Monday, December 31, 2007

Keamanan Pakistan


Pakistan Jauh Lebih Berbahaya dari Irak


Pasar saham dunia langsung bergejolak begitu berita pembunuhan atas Benazir Bhutto di Rawalpindi menyebar luas, Kamis (27/12). Pasar khawatir kematian ini akan memicu kekisruhan politik dan bisa mengganggu stabilisasi geopolitik di kawasan. Investor langsung beralih ke aset-aset yang kecil risiko, seperti obligasi dan emas.

Pasar saham dunia bereaksi berlebihan. Hal itu semata karena Pakistan adalah sebuah negara dengan senjata nuklir. Majalah Newsweek edisi 29 Oktober lalu memberi judul di halaman depan, "Negara Paling Berbahaya di Dunia Bukannya Irak, Melainkan Pakistan". Judul ini menyusul serangan bom bunuh diri saat kedatangan Bhutto, setelah delapan tahun di pengasingan, akhir Oktober lalu. Dalam peristiwa itu, 134 orang tewas dan 450 lainnya cedera.

Pakistan adalah sebuah negara yang memiliki senjata nuklir, sementara di sisi lain terus bertahan kelompok-kelompok militan yang sepertinya sulit diatasi oleh Pemerintah Pakistan pimpinan Presiden Pervez Musharraf. Bahkan, Inter-Services Intelligence Agency (ISI), badan intelijen paling berpengaruh di Pakistan, dilaporkan ikut merekrut, melatih, dan mempersenjatai sejumlah kelompok militan. Kelompok-kelompok ini bisa bergerak bebas di seluruh Pakistan tanpa tersentuh hukum.

Pakistan sejak tahun 1972 saat dipimpin Perdana Menteri Zulfikar Ali Bhutto—ayah Benazir Bhutto—sudah mengembangkan senjata nuklir. Langkah ini mengimbangi musuh bebuyutannya, India, yang sejak tahun 1966 sudah mengembangkan senjata nuklir. Pada tahun 1998 Pakistan sukses melakukan enam kali uji peledakan di bawah tanah di Beluchistan, dekat perbatasan dengan Afganistan.

▶ **Kumpulan Tugas**:
A. Menurut kutipan tentang keamanan Pakistan, sejak tahun berapa India sudah mengembangkan senjata nuklir?
B. Tuliskan ulang kata demi kata bagian kutipan tentang keamanan Pakistan di antara "Pasar saham dunia langsung" dan "450 lainnya cedera.", termasuk kedua bagian itu.

▶ **Cuplikan Data**:
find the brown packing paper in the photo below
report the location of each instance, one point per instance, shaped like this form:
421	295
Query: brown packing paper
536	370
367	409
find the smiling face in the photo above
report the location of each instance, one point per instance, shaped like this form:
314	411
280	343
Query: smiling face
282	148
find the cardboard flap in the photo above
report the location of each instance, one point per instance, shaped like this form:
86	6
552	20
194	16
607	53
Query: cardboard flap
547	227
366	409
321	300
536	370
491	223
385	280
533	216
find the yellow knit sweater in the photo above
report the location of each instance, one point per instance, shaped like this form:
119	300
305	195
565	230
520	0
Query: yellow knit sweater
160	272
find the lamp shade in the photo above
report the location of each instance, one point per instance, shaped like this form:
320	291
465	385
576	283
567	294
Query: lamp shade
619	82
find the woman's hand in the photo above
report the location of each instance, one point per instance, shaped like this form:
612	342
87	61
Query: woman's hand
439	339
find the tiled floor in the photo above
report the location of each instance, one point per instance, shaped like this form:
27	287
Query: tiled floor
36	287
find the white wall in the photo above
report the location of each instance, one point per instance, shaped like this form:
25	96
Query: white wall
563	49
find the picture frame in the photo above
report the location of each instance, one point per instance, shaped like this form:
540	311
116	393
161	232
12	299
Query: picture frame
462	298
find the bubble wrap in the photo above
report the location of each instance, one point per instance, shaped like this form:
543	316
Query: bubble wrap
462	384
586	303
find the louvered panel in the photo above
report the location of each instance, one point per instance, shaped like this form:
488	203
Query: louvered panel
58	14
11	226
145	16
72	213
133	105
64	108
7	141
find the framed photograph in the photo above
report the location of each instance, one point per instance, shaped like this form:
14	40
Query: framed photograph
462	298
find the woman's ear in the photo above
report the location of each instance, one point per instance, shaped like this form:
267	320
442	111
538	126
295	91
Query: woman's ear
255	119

▶ **Jawaban Tiap Tugas**:
A. Sejak tahun 1966.

B.
Pasar saham dunia langsung bergejolak begitu berita pembunuhan atas Benazir Bhutto di Rawalpindi menyebar luas, Kamis (27/12). Pasar khawatir kematian ini akan memicu kekisruhan politik dan bisa mengganggu stabilisasi geopolitik di kawasan. Investor langsung beralih ke aset-aset yang kecil risiko, seperti obligasi dan emas.

Pasar saham dunia bereaksi berlebihan. Hal itu semata karena Pakistan adalah sebuah negara dengan senjata nuklir. Majalah Newsweek edisi 29 Oktober lalu memberi judul di halaman depan, "Negara Paling Berbahaya di Dunia Bukannya Irak, Melainkan Pakistan". Judul ini menyusul serangan bom bunuh diri saat kedatangan Bhutto, setelah delapan tahun di pengasingan, akhir Oktober lalu. Dalam peristiwa itu, 134 orang tewas dan 450 lainnya cedera.